• [TO DO]: Extract, exactly as written, all lines of the material below from the line that includes "leaf blade in" through its last line.

• [MATERIAL SUPPLIED]:
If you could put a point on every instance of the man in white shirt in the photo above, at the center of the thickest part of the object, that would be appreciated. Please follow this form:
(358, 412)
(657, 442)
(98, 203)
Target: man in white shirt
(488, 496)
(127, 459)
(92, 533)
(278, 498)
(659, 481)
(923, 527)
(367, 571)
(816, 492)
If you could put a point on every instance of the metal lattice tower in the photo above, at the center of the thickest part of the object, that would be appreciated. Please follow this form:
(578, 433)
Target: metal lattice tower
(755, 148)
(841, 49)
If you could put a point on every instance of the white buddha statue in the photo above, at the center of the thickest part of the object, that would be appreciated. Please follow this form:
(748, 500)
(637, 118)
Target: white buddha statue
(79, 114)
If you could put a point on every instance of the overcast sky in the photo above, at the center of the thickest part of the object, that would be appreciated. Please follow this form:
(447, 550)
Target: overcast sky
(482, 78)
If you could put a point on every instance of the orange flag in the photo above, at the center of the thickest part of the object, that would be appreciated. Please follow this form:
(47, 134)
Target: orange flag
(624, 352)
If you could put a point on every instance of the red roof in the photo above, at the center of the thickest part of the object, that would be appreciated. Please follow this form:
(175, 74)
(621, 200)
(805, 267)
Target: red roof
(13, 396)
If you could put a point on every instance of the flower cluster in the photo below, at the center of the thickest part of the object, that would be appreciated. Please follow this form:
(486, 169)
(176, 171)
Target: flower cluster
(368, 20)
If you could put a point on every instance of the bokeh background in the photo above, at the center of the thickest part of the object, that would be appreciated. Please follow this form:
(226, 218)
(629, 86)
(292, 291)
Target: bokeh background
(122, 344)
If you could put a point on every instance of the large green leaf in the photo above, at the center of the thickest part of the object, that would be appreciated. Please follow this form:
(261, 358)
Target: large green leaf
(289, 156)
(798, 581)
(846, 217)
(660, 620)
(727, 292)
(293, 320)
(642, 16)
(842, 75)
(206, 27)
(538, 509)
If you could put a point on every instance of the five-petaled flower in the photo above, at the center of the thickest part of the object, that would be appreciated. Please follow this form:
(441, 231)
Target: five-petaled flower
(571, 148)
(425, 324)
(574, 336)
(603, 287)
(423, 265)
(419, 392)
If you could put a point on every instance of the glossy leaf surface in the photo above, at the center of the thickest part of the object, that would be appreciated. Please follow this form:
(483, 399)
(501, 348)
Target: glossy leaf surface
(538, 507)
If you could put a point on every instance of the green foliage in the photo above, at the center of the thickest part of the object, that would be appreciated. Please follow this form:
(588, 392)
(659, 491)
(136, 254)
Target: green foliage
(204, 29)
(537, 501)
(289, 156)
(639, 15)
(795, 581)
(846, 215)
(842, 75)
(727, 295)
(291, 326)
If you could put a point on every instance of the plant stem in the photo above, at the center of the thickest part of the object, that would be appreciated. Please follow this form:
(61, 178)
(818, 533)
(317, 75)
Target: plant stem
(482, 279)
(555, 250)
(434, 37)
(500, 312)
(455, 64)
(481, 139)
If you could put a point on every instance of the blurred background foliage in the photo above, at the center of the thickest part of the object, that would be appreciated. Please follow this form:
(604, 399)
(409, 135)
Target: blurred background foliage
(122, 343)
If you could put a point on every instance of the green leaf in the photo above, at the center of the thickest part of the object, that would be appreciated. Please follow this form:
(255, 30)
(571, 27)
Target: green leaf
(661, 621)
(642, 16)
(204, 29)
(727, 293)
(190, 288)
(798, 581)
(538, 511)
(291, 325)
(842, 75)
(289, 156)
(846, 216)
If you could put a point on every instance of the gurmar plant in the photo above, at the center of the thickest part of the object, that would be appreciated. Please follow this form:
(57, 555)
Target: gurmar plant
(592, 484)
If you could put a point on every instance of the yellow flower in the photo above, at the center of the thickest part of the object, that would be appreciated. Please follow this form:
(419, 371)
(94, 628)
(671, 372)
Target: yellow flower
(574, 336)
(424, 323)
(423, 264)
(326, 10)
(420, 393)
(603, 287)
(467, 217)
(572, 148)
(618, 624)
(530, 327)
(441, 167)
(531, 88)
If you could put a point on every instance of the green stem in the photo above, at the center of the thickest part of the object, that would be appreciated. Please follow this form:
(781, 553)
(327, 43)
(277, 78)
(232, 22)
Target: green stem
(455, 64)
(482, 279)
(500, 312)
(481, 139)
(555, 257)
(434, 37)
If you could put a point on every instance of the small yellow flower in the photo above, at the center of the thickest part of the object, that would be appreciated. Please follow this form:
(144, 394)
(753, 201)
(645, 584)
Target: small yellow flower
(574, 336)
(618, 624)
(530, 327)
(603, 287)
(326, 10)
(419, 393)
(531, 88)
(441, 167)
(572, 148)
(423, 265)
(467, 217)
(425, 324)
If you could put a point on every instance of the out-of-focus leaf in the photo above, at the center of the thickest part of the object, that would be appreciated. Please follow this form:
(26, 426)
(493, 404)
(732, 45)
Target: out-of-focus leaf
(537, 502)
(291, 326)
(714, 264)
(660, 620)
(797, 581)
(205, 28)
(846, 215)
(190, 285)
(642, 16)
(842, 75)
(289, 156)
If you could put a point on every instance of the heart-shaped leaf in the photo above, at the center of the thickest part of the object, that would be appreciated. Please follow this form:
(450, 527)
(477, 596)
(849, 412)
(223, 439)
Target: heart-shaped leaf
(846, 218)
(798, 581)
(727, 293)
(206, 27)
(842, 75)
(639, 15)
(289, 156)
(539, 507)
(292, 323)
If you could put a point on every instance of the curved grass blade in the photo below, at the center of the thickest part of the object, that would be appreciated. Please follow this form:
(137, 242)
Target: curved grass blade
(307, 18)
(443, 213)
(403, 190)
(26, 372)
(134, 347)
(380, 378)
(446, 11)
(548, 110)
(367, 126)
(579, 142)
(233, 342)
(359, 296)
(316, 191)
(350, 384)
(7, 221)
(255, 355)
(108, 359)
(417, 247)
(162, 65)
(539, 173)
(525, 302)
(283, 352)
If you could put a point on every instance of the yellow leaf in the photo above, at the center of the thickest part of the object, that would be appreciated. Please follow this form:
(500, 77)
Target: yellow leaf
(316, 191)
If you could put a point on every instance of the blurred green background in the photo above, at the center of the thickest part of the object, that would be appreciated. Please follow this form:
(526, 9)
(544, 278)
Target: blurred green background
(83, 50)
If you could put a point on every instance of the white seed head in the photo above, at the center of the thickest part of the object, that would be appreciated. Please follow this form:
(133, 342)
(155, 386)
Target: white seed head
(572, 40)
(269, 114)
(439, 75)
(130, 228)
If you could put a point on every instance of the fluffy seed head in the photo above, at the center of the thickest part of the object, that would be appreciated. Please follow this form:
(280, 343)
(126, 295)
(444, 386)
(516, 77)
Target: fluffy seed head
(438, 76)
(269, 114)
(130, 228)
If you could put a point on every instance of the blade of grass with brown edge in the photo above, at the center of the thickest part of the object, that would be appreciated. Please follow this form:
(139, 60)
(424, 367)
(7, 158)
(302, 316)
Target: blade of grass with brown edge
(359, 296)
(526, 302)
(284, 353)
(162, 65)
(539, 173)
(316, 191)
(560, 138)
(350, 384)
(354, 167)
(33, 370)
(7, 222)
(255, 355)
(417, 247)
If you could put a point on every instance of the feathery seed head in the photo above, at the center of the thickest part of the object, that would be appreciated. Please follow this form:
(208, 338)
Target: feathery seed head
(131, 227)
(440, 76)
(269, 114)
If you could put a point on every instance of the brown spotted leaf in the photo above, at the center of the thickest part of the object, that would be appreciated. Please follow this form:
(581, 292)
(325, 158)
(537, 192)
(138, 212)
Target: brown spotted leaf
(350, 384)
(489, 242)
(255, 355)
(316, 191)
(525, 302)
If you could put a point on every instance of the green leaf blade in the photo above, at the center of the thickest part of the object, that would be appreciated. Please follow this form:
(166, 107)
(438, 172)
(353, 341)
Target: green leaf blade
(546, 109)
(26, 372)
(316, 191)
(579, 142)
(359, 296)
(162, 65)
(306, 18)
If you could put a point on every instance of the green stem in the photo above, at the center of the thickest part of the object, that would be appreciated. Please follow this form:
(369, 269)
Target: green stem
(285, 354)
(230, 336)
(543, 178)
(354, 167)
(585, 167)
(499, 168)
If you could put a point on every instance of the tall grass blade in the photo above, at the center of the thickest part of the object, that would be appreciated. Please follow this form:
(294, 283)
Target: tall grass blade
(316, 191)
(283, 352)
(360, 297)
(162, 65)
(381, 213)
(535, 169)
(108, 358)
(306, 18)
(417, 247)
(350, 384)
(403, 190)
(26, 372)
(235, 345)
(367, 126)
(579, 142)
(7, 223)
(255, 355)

• [FINISHED ANSWER]:
If you could put a point on every instance of the green leaf blade in the photo above, at the center of the thickest part of the object, that would be appreciated. Please follow this form:
(166, 107)
(438, 172)
(353, 341)
Target: green leaf blade
(546, 109)
(26, 372)
(316, 191)
(579, 142)
(359, 296)
(162, 65)
(306, 18)
If you could put a point on every instance of the green stem in the photo above, at the center of the thickest part of the object, that would be appreciated. Please follow this form:
(369, 269)
Target: green stem
(285, 354)
(230, 336)
(543, 178)
(354, 167)
(585, 167)
(499, 168)
If you could put a point on every instance of the tall grass blade in the photo above, at the center of the thickest part of the object, that would be appreciated. Please follow this form:
(294, 283)
Target: tall grass blade
(316, 191)
(283, 352)
(360, 297)
(162, 65)
(381, 213)
(535, 169)
(108, 358)
(306, 18)
(417, 247)
(350, 384)
(403, 190)
(26, 372)
(235, 345)
(367, 126)
(579, 142)
(7, 223)
(255, 355)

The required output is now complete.